* Passage shown *
■ ■ ■ ■ ■

# drywall primer choice



## autx790 (Aug 30, 2009)

Sorry, this topic is probably frequent, but i've searched and googled and haven't seen a discussion or review on the paint i'm looking at. I'm trying to figure out what primer to use for new drywall. I saw lowes has a valspar drywall primer that says it hides imperfections and is also well reviewed, but my local paint store, which i'd prefer to shop at has Pittsburgh Paints speedhide high build primer. I'm not familiar with that paint. Would that be better than the Valspar and a good choice? They're about the same price around $50/5 gallons.


----------



## iminaquagmire (Jul 10, 2010)

Use the Speedhide.


----------



## chrisn (Dec 23, 2007)

iminaquagmire said:


> Use the Speedhide.


 
most assuredly :yes:


----------



## Gary in WA (Mar 11, 2009)

One coat before and after texturing: http://gypsum.org/pdf/GA-216-2010.html

I'll move you to "Painting".

Gary


----------



## chrisn (Dec 23, 2007)

GBR in WA said:


> One coat before and after texturing: http://gypsum.org/pdf/GA-216-2010.html
> 
> I'll move you to "Painting".
> 
> Gary


Who mentioned texturing?:huh:


----------



## autx790 (Aug 30, 2009)

Thanks for the feedback! I bought 10 gallons of the speedhide and so far am a bit disappointed. It does not seem to hide any imperfections and is so far going to take 2 coats. I did one room and after the first coat I could still easily see the grey behind the drywall. It was covered with the paint but still showed through. I put a second coat on (assuming this was necessary) and to get one room, which is about 14x14 done (walls and ceiling) took me about 3 gallons. So i'm trying to figure if the paint is no good or am i no good. Do I really need 2 coats? And does this paint really not cover more area per gallon?


----------



## ltd (Jan 16, 2011)

imo no primer is going to hide imperfections:no:, now minimize ok i buy that.1 coat of primer at proper spread rate. dip and roll dip and roll don't stretch you coverage and run roller dry. then 2 coats quality latex paint in a flat ,or no more than a satin finish


----------



## 95025 (Nov 14, 2010)

autx790 said:


> Thanks for the feedback! I bought 10 gallons of the speedhide and so far am a bit disappointed. It does not seem to hide any imperfections and is so far going to take 2 coats. I did one room and after the first coat I could still easily see the grey behind the drywall. It was covered with the paint but still showed through. I put a second coat on (assuming this was necessary) and to get one room, which is about 14x14 done (walls and ceiling) took me about 3 gallons. So i'm trying to figure if the paint is no good or am i no good. Do I really need 2 coats? And does this paint really not cover more area per gallon?

■ ■ ■ ■ ■

* What this exercise asks *
[A] In the drywall primer thread, about how much paint did the walls and ceiling of the roughly 14x14 room take?
[B] Recast the paragraph of the drywall primer thread that begins "imo no primer is going to hide imperfections" as a short list, keeping its main points.
[C] Write what comes next in the drywall primer thread, picking up after its final post.

* Collected material *

■ ■ ■ ■ ■

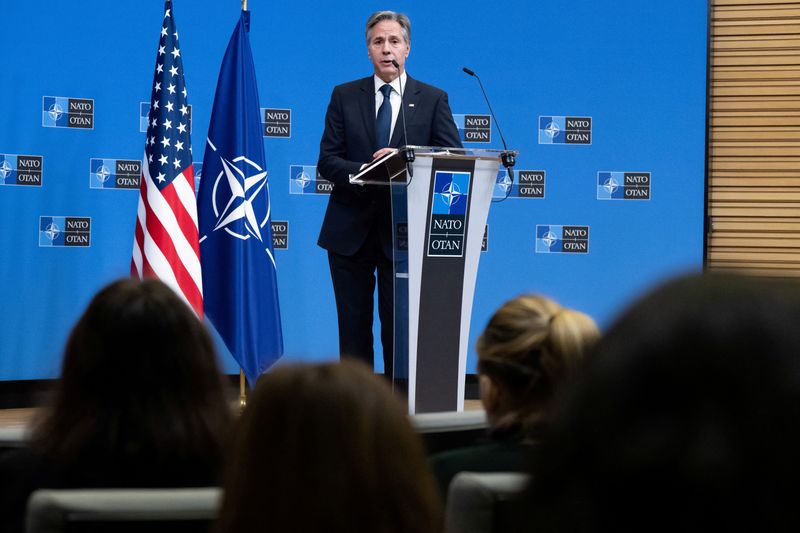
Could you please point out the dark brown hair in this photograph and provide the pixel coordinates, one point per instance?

■ ■ ■ ■ ■

* Exercise answers *
[A] About 3 gallons.

[B]
- In the poster's opinion, no primer will hide imperfections, though one can minimize them.
- Apply one coat of primer at the proper spread rate.
- Dip and roll repeatedly. Don't stretch the coverage or run the roller dry.
- Finish with two coats of quality latex paint in a flat finish, or no glossier than satin.

[C]
Drywall primer really isn't used to hide the color of the drywall. It's used for sealing and adhesion. After 1 coat, you'll almost certainly still see your taped joints & screw holes. 

If your mudding is done right, you won't have a problem. The paint will cover everything.


----------



## autx790 (Aug 30, 2009)

Thanks guys. I wasn't sure if being able to still see the drywall color showing through meant it wasn't completely sealed and would need a second coat. I'll proceed on with laying 1 coat primer on well and then doing 2 finish coats. I guess I also had it in my head that people had said if you use a good primer you wouldn't need two finish coats and it's better to do 2 coats primer because it costs less.


----------



## chrisn (Dec 23, 2007)

autx790 said:


> Thanks guys. I wasn't sure if being able to still see the drywall color showing through meant it wasn't completely sealed and would need a second coat. I'll proceed on with laying 1 coat primer on well and then doing 2 finish coats. I guess I also had it in my head that people had said if you use a good primer you wouldn't need two finish coats and it's better to do 2 coats primer because it costs less.[/quote]
> 
> 
> It may cost ess but it is NOT the way to do it. As already posted 1 coat of primer( which will not hide imperfections and will show through) 2 finish coats.


----------



## Gary in WA (Mar 11, 2009)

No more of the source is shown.